Report the count of lines containing the word "green" in the entries below, and nothing more.

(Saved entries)
----------------------------------------
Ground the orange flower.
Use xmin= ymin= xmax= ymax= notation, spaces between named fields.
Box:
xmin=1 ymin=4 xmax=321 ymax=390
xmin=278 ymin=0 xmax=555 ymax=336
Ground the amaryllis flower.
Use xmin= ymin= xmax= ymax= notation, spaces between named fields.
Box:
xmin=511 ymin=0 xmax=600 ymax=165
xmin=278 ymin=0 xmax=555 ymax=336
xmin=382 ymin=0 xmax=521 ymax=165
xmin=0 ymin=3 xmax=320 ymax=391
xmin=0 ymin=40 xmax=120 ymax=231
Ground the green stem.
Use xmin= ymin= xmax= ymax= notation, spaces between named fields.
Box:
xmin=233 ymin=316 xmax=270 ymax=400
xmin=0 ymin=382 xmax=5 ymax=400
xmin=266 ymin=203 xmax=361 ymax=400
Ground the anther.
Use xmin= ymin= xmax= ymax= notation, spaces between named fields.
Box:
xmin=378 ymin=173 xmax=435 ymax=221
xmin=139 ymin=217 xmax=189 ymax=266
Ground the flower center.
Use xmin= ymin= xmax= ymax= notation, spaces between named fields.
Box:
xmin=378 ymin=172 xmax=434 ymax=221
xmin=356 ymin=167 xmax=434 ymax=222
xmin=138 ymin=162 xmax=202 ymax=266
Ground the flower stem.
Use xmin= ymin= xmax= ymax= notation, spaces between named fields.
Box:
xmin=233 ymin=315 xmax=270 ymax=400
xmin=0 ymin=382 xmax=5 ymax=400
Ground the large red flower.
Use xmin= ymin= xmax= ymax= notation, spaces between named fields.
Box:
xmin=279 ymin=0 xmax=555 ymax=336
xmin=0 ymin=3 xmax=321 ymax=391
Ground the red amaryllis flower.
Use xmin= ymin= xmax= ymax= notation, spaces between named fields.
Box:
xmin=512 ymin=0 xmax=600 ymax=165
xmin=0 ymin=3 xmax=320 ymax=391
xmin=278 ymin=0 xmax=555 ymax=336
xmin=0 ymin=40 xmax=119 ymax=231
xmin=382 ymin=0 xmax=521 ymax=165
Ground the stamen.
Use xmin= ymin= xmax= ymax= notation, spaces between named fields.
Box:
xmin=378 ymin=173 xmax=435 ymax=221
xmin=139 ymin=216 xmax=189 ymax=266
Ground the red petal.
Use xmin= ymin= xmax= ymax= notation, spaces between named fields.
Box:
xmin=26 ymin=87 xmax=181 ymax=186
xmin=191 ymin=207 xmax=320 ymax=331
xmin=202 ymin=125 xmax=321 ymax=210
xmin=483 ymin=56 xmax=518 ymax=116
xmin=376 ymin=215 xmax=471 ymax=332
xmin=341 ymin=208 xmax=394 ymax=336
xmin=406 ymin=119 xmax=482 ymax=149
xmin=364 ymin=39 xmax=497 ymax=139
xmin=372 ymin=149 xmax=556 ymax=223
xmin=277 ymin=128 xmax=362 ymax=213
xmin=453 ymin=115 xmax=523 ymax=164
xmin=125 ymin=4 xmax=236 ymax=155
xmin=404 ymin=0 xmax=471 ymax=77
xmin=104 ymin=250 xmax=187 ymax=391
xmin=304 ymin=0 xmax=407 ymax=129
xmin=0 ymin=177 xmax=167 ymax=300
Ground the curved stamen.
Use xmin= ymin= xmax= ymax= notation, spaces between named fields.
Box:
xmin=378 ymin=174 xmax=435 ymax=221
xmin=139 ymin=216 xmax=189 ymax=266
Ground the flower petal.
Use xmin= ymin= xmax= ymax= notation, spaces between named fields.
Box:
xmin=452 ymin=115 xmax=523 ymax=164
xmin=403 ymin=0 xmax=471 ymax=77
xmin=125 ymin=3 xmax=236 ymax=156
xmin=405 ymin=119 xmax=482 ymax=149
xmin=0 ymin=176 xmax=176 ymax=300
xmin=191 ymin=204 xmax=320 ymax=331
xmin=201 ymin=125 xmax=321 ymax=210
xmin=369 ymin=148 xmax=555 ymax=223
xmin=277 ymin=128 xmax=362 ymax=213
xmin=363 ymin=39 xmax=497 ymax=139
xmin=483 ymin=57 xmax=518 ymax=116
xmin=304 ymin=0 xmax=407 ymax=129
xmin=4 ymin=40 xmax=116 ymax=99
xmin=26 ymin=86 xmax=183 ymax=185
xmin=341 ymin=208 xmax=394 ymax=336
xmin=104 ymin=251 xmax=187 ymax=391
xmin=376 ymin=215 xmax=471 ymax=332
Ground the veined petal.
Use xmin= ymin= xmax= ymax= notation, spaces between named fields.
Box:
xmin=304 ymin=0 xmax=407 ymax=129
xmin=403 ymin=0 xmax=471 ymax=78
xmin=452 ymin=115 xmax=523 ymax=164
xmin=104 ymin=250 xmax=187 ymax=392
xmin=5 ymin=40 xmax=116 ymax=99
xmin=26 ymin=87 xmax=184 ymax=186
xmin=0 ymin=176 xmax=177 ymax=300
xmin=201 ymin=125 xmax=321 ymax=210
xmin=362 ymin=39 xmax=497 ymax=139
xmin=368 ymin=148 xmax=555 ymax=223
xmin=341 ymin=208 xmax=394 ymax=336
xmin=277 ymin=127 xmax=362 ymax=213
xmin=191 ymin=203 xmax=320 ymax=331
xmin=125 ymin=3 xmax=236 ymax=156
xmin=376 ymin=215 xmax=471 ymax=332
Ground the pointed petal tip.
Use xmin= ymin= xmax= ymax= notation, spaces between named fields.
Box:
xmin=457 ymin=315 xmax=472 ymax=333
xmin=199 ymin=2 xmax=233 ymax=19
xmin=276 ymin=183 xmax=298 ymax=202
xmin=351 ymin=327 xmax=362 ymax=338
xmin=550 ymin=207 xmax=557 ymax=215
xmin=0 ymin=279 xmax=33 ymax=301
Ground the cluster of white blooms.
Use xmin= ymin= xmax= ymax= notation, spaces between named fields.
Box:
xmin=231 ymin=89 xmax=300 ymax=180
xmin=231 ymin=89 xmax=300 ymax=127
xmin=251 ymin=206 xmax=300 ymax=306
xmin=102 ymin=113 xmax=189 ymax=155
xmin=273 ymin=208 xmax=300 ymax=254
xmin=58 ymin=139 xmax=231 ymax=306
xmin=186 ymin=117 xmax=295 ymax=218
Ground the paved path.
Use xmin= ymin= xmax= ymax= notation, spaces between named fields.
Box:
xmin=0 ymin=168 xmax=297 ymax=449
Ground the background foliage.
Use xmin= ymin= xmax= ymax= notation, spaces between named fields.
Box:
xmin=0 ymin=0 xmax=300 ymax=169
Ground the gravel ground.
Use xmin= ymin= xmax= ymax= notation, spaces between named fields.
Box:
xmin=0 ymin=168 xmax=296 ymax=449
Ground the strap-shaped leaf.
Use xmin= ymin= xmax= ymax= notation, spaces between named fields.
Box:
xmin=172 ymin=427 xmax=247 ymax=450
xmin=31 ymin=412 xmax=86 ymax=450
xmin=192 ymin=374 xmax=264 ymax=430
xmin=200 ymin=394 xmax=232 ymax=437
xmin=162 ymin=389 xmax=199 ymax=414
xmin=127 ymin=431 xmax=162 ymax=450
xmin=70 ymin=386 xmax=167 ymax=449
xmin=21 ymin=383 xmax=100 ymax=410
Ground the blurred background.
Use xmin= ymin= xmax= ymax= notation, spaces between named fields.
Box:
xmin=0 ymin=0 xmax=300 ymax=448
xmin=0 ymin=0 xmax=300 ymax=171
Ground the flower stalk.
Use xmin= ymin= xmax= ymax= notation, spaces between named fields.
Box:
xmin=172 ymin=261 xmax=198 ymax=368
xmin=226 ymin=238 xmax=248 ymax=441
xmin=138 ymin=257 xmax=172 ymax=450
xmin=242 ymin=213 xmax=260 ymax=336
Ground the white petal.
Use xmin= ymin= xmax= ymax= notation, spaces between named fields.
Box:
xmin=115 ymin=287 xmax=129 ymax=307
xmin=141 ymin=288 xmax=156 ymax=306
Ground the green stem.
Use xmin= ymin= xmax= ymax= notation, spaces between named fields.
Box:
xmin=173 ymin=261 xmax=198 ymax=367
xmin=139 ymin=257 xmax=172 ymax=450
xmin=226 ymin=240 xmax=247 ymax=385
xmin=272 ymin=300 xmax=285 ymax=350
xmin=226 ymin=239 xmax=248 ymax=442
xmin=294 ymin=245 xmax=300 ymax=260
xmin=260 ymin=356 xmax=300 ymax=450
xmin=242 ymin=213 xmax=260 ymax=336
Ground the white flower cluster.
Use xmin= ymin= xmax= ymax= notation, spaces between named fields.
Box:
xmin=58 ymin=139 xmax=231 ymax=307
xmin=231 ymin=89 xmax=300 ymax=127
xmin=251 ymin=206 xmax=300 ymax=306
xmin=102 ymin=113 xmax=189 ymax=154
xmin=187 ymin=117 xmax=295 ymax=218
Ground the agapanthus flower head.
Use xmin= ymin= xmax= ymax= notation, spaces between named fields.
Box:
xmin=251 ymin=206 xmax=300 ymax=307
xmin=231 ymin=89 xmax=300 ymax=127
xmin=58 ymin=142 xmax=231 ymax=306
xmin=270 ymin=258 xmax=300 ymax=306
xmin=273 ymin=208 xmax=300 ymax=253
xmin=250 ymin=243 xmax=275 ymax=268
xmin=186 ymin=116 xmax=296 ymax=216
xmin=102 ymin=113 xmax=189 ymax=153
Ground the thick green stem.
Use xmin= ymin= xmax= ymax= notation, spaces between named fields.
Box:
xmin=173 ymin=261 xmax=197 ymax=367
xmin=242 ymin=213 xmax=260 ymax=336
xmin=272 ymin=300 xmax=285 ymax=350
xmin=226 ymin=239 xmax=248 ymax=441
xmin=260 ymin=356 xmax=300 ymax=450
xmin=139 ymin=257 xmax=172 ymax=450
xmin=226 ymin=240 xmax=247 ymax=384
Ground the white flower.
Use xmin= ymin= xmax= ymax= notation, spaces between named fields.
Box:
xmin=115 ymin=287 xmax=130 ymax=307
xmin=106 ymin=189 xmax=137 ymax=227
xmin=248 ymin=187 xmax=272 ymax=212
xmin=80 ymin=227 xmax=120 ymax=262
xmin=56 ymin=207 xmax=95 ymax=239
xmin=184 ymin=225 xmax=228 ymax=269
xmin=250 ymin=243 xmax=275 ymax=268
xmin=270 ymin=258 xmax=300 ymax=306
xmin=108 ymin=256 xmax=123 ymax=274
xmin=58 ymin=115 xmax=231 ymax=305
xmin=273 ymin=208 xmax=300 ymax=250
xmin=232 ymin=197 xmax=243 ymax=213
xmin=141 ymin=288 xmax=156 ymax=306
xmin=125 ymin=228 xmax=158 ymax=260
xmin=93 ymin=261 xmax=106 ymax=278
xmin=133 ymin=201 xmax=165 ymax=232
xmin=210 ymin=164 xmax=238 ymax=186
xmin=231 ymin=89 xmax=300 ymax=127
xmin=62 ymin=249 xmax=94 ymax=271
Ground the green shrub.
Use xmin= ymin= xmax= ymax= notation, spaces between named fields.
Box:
----------------------------------------
*Task solution*
4